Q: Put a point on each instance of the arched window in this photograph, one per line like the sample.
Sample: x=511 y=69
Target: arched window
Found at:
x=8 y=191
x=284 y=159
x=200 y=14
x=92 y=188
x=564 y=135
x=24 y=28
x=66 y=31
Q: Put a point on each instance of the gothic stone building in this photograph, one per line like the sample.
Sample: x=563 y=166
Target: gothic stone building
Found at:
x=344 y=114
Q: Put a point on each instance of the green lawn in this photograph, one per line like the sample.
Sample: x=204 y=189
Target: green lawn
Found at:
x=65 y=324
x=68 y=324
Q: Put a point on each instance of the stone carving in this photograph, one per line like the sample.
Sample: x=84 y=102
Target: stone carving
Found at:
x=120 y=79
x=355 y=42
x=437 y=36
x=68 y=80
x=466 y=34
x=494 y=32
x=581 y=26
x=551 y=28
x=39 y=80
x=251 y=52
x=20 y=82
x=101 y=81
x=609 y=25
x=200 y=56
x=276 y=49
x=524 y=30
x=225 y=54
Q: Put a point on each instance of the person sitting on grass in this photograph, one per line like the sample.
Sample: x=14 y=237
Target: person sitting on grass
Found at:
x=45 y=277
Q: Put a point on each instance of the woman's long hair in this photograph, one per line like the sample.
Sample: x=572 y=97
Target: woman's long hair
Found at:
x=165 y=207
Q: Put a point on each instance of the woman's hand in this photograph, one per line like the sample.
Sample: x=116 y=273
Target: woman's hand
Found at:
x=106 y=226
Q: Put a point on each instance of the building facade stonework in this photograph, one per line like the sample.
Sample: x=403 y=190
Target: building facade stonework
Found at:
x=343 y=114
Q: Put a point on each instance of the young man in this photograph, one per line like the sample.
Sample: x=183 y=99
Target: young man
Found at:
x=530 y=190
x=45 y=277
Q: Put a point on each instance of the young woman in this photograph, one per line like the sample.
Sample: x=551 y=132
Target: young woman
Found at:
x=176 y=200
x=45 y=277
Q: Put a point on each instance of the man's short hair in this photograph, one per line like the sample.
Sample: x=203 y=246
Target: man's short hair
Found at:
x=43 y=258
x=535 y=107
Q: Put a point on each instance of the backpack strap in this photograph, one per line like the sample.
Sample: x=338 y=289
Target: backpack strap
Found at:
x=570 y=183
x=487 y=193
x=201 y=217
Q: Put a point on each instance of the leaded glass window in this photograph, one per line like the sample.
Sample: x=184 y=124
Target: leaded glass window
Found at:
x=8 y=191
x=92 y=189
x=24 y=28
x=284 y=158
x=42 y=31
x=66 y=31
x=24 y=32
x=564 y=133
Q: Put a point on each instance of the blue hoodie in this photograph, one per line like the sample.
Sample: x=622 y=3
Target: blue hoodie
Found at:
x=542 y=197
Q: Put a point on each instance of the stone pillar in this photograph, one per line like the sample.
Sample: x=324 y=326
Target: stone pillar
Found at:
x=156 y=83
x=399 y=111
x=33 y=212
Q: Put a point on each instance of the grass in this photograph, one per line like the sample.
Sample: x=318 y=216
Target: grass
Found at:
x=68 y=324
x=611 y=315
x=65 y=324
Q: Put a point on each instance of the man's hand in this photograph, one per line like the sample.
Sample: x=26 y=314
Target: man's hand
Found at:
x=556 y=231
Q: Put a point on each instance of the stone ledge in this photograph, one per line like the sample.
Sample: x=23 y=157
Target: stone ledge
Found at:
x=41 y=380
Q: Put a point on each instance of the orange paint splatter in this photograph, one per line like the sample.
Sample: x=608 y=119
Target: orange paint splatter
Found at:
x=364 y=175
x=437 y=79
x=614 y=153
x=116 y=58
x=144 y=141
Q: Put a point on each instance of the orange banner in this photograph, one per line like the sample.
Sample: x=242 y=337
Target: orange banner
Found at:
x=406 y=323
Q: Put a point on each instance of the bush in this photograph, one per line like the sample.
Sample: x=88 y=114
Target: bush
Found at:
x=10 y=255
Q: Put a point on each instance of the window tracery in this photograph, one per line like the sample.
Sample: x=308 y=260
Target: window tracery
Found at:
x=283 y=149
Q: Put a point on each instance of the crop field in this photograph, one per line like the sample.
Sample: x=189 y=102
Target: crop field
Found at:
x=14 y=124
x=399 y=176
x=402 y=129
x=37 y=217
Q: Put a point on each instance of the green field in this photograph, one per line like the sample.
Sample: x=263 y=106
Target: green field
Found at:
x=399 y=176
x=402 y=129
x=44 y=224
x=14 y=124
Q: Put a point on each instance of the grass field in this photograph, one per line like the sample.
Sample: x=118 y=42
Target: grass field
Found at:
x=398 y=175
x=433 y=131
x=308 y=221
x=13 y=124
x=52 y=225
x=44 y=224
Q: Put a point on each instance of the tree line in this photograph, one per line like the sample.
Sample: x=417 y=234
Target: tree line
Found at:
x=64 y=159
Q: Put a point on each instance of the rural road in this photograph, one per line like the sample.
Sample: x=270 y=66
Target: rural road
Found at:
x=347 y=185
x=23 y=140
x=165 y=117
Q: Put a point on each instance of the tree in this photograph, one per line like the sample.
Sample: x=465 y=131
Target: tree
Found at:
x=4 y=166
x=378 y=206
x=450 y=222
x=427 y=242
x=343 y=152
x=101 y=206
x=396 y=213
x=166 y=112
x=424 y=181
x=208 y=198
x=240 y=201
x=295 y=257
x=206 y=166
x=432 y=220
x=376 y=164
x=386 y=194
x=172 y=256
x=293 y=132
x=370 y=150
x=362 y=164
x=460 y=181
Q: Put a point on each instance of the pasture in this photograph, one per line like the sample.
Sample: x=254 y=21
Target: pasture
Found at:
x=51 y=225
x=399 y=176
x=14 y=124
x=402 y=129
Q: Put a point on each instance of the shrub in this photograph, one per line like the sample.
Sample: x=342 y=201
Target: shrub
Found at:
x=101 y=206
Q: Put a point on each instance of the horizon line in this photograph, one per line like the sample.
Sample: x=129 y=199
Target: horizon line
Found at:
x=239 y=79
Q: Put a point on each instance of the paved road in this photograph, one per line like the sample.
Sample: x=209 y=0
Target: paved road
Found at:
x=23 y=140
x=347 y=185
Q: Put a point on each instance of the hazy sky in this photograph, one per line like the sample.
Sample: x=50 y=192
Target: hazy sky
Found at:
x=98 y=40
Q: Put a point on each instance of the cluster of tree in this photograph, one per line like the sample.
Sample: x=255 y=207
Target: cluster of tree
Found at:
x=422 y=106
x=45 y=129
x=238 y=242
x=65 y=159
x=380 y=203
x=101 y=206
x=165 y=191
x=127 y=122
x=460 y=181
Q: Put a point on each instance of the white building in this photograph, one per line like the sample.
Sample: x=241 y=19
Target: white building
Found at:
===============
▸ **Problem**
Give the listing again, exactly as it was written.

▸ **Solution for this exercise**
Q: Put a point on each instance of the arched window in this photograph, one per line like the sample.
Sample: x=511 y=69
Target: arched window
Found at:
x=8 y=191
x=284 y=159
x=200 y=14
x=92 y=188
x=564 y=135
x=24 y=28
x=66 y=31
Q: Put a point on each instance of the gothic stone building in this photograph, one per line like the sample.
Sample: x=563 y=166
Target: gothic stone building
Found at:
x=344 y=114
Q: Put a point on each instance of the green lawn in this photograph, one per line like the sample.
Sample: x=204 y=189
Target: green lawn
Found at:
x=65 y=324
x=68 y=324
Q: Put a point on each instance of the stone carving in this photograph, one per line like the sample.
Sample: x=84 y=102
Target: stone carving
Found at:
x=120 y=79
x=355 y=42
x=437 y=36
x=68 y=80
x=466 y=34
x=494 y=32
x=581 y=26
x=551 y=28
x=39 y=80
x=251 y=52
x=20 y=82
x=101 y=81
x=609 y=25
x=200 y=56
x=276 y=49
x=524 y=30
x=225 y=54
Q: Put a point on each instance of the person sitting on grass in this photograph, one per line like the sample.
Sample: x=14 y=237
Target: person sitting on grass
Found at:
x=45 y=277
Q: Put a point on each instance of the woman's long hair in this photograph, one per line like the sample.
Sample: x=572 y=97
Target: woman's long hair
Found at:
x=165 y=207
Q: Put a point on each instance of the woman's hand in this photograph, one per line like the sample.
Sample: x=116 y=273
Target: woman's hand
Found at:
x=106 y=226
Q: Put a point on each instance of the building facade stonework in this photograph, one per line like the sample.
Sample: x=403 y=190
Target: building facade stonework
Found at:
x=343 y=114
Q: Put a point on each instance of the young man in this photograph, one per line like the sample.
Sample: x=183 y=99
Target: young man
Found at:
x=530 y=190
x=45 y=277
Q: Put a point on each instance of the young woman in this photograph, one per line like the sample.
Sample: x=551 y=132
Target: young woman
Found at:
x=176 y=200
x=45 y=277
Q: Put a point on each instance of the man's short hair in this photograph, one per line like the sample.
Sample: x=203 y=246
Target: man's short hair
Found at:
x=43 y=258
x=535 y=107
Q: Put a point on each instance of the backpack strap in this photograph, one per line like the sample.
Sample: x=338 y=289
Target: backpack strap
Found at:
x=570 y=183
x=487 y=193
x=201 y=217
Q: Put a point on each instance of the leaded glass window in this photograph, one per line like the sample.
Sample: x=184 y=124
Target: leaded glass window
Found at:
x=8 y=191
x=92 y=189
x=24 y=28
x=284 y=158
x=42 y=31
x=66 y=31
x=24 y=32
x=564 y=133
Q: Put a point on each instance of the blue hoodie in this photograph, one per line like the sample.
Sample: x=622 y=3
Target: blue hoodie
Found at:
x=542 y=197
Q: Put a point on each instance of the stone pillar in this photograph, one per line like the sample.
Sample: x=324 y=326
Target: stone pillar
Found at:
x=156 y=83
x=399 y=111
x=33 y=212
Q: Put a point on each instance of the grass in this photograph, one per line like the sample.
Sample: x=318 y=216
Target: grass
Found at:
x=68 y=324
x=611 y=315
x=65 y=324
Q: Put a point on each instance of the man's hand in this photograph, one per line like the sample.
Sample: x=26 y=314
Target: man's hand
Found at:
x=556 y=231
Q: Put a point on each instance of the stone ledge in this photograph, one per line like the sample.
Sample: x=23 y=157
Target: stone ledge
Found at:
x=41 y=380
Q: Put a point on each instance of the orange paint splatter in this photograph, one per line like the sample.
Sample: x=608 y=119
Target: orange paint splatter
Found at:
x=364 y=175
x=437 y=79
x=614 y=153
x=116 y=58
x=144 y=141
Q: Put a point on each instance of the orange banner in this photograph, one per line like the sample.
Sample: x=242 y=337
Target: orange banner
Found at:
x=406 y=323
Q: Put a point on each instance of the bush in this photograph, one per line like the sample.
Sample: x=88 y=114
Target: bush
Found at:
x=10 y=255
Q: Put a point on each instance of the window tracery in this photograph, one per line like the sample.
Sample: x=308 y=260
Target: window tracery
Found at:
x=283 y=149
Q: Put a point on each instance of the crop field in this photograph, one per line like the sample.
Sample: x=189 y=102
Target: crop field
Found at:
x=14 y=124
x=399 y=176
x=402 y=129
x=37 y=217
Q: Put a point on each instance of the green field in this photograph, one per line like the sample.
Sample: x=263 y=106
Target: green field
Found at:
x=399 y=176
x=402 y=129
x=44 y=224
x=14 y=124
Q: Put a point on each instance of the grass field in this photograph, one per line like the sample.
Sample: x=118 y=42
Target: grass field
Found at:
x=398 y=175
x=433 y=131
x=308 y=221
x=13 y=124
x=52 y=225
x=44 y=224
Q: Put a point on each instance of the tree line in this photograph, one per line like the sample.
Sample: x=417 y=234
Target: tree line
Found at:
x=64 y=159
Q: Put a point on each instance of the rural road in this photograph, one per line like the sample.
Sample: x=270 y=66
Target: rural road
Found at:
x=347 y=185
x=23 y=140
x=165 y=117
Q: Put a point on each instance of the tree in this photograph, one per line like the sample.
Sample: x=465 y=131
Target: tree
Found at:
x=4 y=166
x=378 y=206
x=450 y=222
x=427 y=242
x=343 y=152
x=101 y=206
x=396 y=213
x=166 y=112
x=424 y=181
x=208 y=198
x=240 y=201
x=295 y=257
x=206 y=166
x=432 y=220
x=376 y=164
x=386 y=194
x=172 y=256
x=293 y=132
x=370 y=150
x=362 y=164
x=460 y=181
Q: Put a point on each instance of the pasture in this photograph, one per line like the sample.
Sample: x=254 y=21
Target: pasture
Found at:
x=51 y=225
x=399 y=176
x=14 y=124
x=402 y=129
Q: Put a point on each instance of the shrub in this photograph, one per line like the sample.
Sample: x=342 y=201
Target: shrub
Found at:
x=101 y=206
Q: Put a point on each instance of the horizon line in this photograph, one per line like the sample.
Sample: x=129 y=199
Target: horizon line
Found at:
x=239 y=79
Q: Put a point on each instance of the paved road in this photograph, one per line like the sample.
Sample: x=209 y=0
Target: paved road
Found at:
x=23 y=140
x=347 y=185
Q: Put a point on each instance of the hazy sky in this photograph, one per line like the sample.
Sample: x=50 y=192
Target: hazy sky
Found at:
x=98 y=40
Q: Put a point on each instance of the cluster of tree in this photograph, one per line like the sample.
Sample: x=255 y=207
Target: cluster of tree
Found at:
x=422 y=106
x=45 y=129
x=238 y=242
x=65 y=159
x=380 y=203
x=101 y=206
x=165 y=191
x=127 y=122
x=460 y=181
Q: Put a point on each instance of the white building in this photograph, one per line like the sample.
Sample: x=241 y=19
Target: white building
Found at:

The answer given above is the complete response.